**What is expected:** Gather every line of the data below that contains the word "truck", and copy each of those lines in full.

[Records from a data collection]
========================

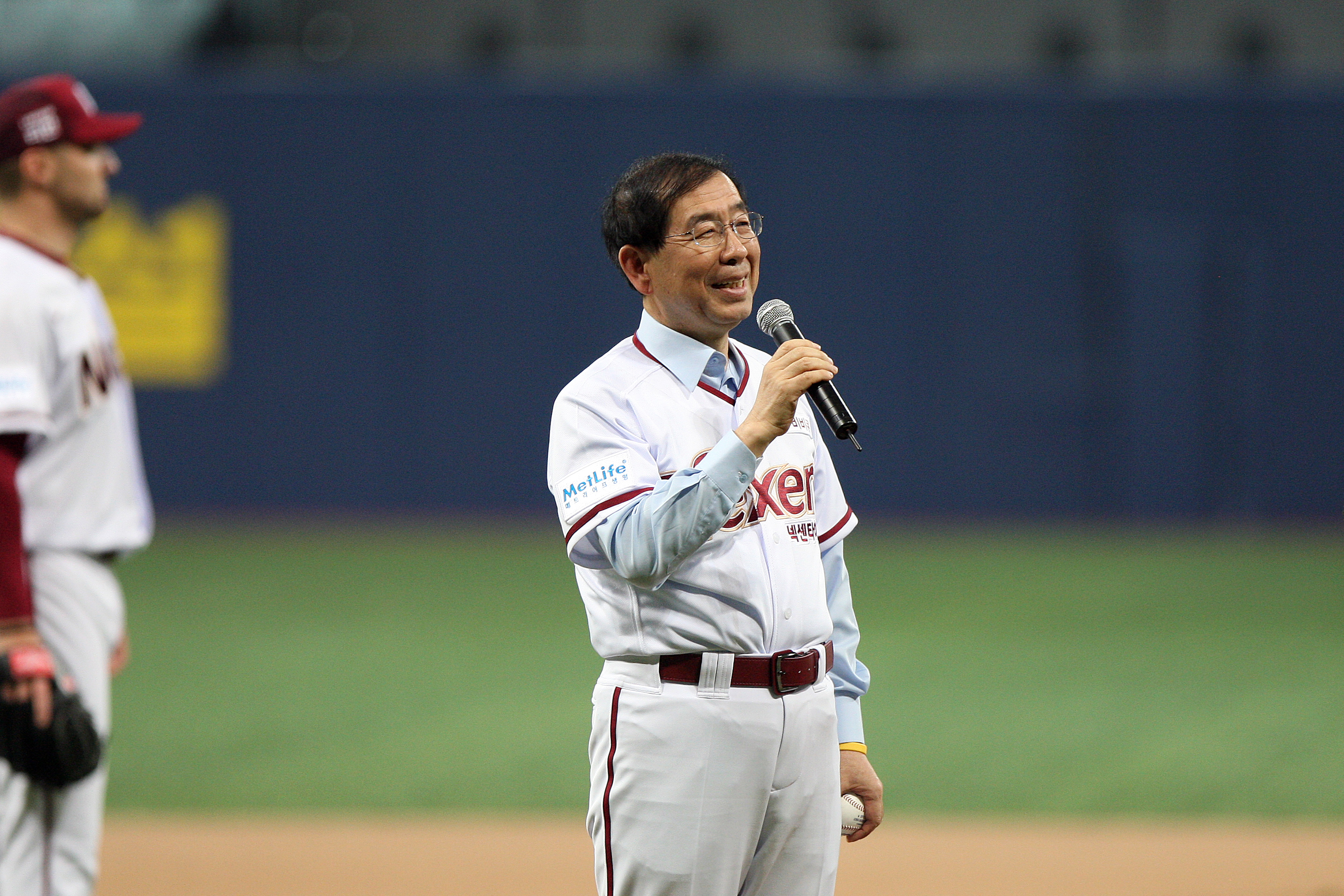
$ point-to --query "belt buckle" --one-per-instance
(777, 659)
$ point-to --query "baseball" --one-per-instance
(851, 815)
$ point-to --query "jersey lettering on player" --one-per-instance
(99, 369)
(781, 492)
(590, 485)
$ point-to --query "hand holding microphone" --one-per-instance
(801, 367)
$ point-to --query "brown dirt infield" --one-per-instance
(538, 856)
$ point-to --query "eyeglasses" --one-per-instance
(710, 233)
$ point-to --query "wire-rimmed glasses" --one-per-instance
(709, 234)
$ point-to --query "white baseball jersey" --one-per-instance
(82, 484)
(756, 586)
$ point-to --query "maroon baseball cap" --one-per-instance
(53, 108)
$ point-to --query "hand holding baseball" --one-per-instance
(858, 778)
(798, 366)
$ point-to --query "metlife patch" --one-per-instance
(592, 485)
(19, 391)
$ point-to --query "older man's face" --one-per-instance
(705, 292)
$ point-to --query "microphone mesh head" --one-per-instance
(772, 313)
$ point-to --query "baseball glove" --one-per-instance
(65, 751)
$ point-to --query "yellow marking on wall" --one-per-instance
(166, 284)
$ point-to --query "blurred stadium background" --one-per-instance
(1080, 262)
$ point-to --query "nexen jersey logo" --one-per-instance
(783, 492)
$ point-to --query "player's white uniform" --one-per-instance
(84, 499)
(704, 790)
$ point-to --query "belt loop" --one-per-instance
(715, 676)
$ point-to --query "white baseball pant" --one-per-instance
(713, 796)
(49, 838)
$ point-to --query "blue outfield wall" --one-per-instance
(1043, 301)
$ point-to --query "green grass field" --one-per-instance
(412, 667)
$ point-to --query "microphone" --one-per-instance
(776, 320)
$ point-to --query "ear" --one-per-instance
(635, 262)
(38, 166)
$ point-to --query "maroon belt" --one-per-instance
(783, 672)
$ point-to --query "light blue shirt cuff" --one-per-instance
(849, 721)
(730, 466)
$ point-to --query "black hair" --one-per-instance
(638, 209)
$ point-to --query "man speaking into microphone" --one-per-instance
(704, 515)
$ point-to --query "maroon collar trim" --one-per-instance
(730, 400)
(37, 249)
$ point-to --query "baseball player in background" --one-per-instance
(72, 487)
(706, 526)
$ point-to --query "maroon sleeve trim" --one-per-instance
(714, 391)
(647, 352)
(601, 507)
(15, 590)
(849, 512)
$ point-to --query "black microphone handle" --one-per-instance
(824, 394)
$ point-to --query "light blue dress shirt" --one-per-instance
(652, 535)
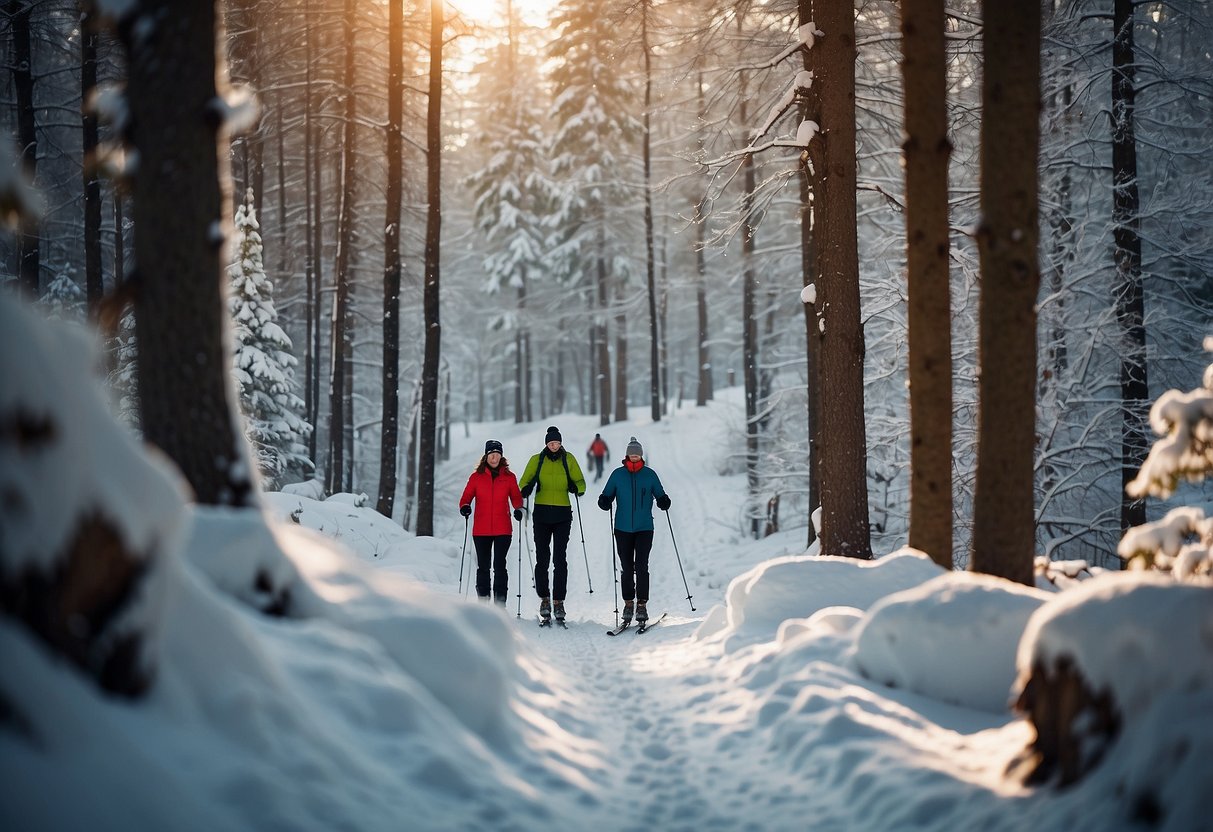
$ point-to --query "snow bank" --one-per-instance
(1131, 633)
(952, 638)
(797, 586)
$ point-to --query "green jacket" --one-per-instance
(553, 484)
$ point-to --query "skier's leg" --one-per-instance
(500, 573)
(627, 563)
(483, 550)
(542, 557)
(643, 546)
(561, 568)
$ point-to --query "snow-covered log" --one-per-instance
(87, 520)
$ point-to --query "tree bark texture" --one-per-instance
(601, 326)
(650, 267)
(1003, 518)
(843, 467)
(927, 149)
(704, 391)
(29, 243)
(1127, 255)
(749, 325)
(430, 302)
(391, 415)
(92, 274)
(342, 337)
(187, 397)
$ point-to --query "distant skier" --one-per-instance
(494, 488)
(553, 474)
(597, 454)
(635, 488)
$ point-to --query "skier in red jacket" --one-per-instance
(494, 488)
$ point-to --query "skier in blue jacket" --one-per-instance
(635, 486)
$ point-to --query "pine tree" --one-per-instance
(512, 192)
(263, 364)
(63, 298)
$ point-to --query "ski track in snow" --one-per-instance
(638, 713)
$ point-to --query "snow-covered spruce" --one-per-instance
(263, 364)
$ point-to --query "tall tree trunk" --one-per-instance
(810, 109)
(650, 269)
(704, 355)
(431, 296)
(311, 256)
(844, 456)
(601, 324)
(315, 141)
(1127, 254)
(29, 244)
(92, 274)
(620, 354)
(1003, 518)
(528, 398)
(283, 224)
(391, 415)
(187, 402)
(812, 346)
(341, 342)
(749, 325)
(927, 149)
(119, 240)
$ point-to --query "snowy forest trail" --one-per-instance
(630, 697)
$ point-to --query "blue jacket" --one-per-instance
(633, 495)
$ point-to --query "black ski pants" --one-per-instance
(552, 541)
(633, 560)
(495, 547)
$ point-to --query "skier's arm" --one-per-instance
(662, 499)
(579, 479)
(528, 479)
(466, 497)
(608, 494)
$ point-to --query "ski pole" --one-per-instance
(614, 560)
(679, 560)
(584, 554)
(529, 558)
(461, 554)
(519, 569)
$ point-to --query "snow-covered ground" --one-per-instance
(801, 691)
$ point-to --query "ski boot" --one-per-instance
(628, 608)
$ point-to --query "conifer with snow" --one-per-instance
(593, 126)
(63, 298)
(510, 188)
(1182, 541)
(262, 360)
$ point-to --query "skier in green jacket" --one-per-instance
(553, 474)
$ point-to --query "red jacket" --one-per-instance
(493, 496)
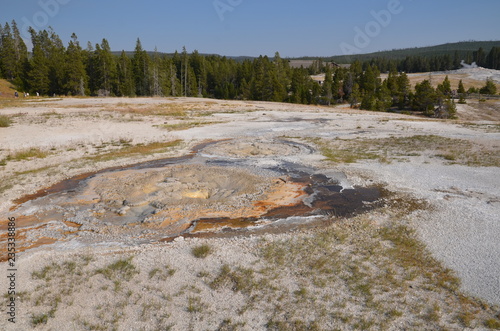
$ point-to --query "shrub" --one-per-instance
(201, 251)
(5, 121)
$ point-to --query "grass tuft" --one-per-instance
(201, 251)
(5, 121)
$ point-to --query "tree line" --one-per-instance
(52, 68)
(444, 62)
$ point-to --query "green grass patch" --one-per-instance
(201, 251)
(186, 125)
(121, 269)
(455, 151)
(31, 153)
(5, 121)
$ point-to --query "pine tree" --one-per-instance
(461, 92)
(156, 75)
(8, 54)
(56, 56)
(355, 95)
(490, 88)
(21, 52)
(327, 86)
(445, 87)
(140, 63)
(105, 67)
(39, 64)
(125, 76)
(425, 98)
(75, 76)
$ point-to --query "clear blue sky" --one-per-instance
(254, 27)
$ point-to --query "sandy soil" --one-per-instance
(459, 225)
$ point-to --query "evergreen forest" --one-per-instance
(53, 68)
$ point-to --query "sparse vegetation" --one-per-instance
(457, 151)
(26, 154)
(5, 121)
(187, 125)
(201, 251)
(120, 270)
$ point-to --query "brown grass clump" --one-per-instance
(455, 151)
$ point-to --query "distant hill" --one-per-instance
(236, 58)
(463, 48)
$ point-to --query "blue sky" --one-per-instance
(254, 27)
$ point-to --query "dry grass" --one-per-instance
(139, 149)
(187, 125)
(25, 154)
(455, 151)
(5, 121)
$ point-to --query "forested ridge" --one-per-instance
(52, 68)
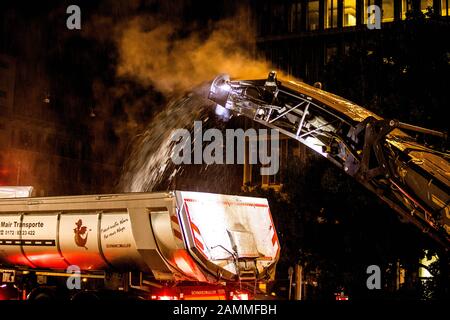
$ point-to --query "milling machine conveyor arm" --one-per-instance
(410, 177)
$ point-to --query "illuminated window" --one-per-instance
(330, 13)
(294, 17)
(313, 15)
(425, 4)
(367, 4)
(444, 8)
(406, 7)
(349, 13)
(387, 7)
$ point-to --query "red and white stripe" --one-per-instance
(196, 234)
(176, 229)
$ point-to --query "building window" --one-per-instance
(425, 5)
(331, 13)
(313, 15)
(349, 13)
(406, 7)
(387, 7)
(367, 4)
(444, 8)
(294, 17)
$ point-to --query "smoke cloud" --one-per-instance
(154, 53)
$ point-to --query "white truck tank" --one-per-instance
(175, 236)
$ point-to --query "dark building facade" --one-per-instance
(300, 36)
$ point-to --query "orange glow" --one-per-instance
(240, 296)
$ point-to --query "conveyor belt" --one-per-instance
(410, 177)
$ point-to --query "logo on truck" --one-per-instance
(81, 234)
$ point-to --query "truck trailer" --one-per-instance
(166, 245)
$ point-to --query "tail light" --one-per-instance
(239, 296)
(164, 297)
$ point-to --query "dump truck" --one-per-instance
(390, 158)
(166, 245)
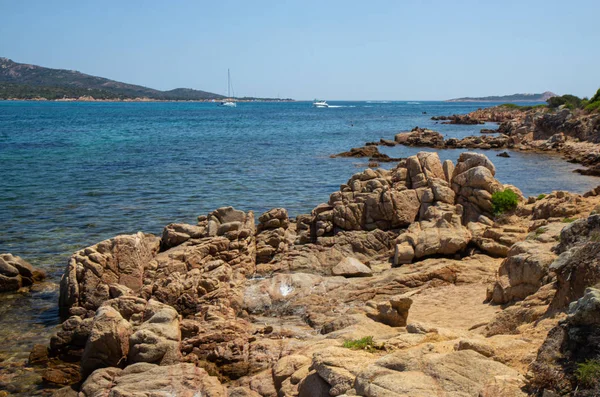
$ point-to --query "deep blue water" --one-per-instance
(73, 174)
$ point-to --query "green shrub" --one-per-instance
(503, 201)
(570, 101)
(520, 107)
(593, 106)
(596, 97)
(588, 373)
(365, 343)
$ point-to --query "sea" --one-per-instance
(75, 173)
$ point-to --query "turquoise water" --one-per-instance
(73, 174)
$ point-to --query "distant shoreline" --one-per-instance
(138, 100)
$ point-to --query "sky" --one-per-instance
(336, 50)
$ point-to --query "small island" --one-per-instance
(543, 97)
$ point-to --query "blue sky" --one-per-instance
(305, 49)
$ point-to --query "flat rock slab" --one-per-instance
(351, 267)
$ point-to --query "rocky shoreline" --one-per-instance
(407, 282)
(573, 134)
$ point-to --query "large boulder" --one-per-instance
(178, 233)
(16, 273)
(128, 330)
(473, 183)
(108, 343)
(522, 273)
(574, 340)
(440, 233)
(147, 380)
(90, 271)
(272, 235)
(417, 373)
(351, 267)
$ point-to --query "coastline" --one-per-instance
(343, 270)
(570, 134)
(90, 99)
(266, 308)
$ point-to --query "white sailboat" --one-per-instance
(319, 103)
(229, 101)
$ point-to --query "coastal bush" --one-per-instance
(570, 101)
(588, 373)
(519, 107)
(365, 343)
(593, 107)
(596, 97)
(504, 201)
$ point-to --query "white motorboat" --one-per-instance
(229, 101)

========================

**Result:**
$ point-to --query "white truck tank" --one-per-instance
$ point-to --query "logo on truck" --one-per-instance
$ point-to --query "truck trailer" --one-per-instance
$ point-to --query "dump truck" --one-per-instance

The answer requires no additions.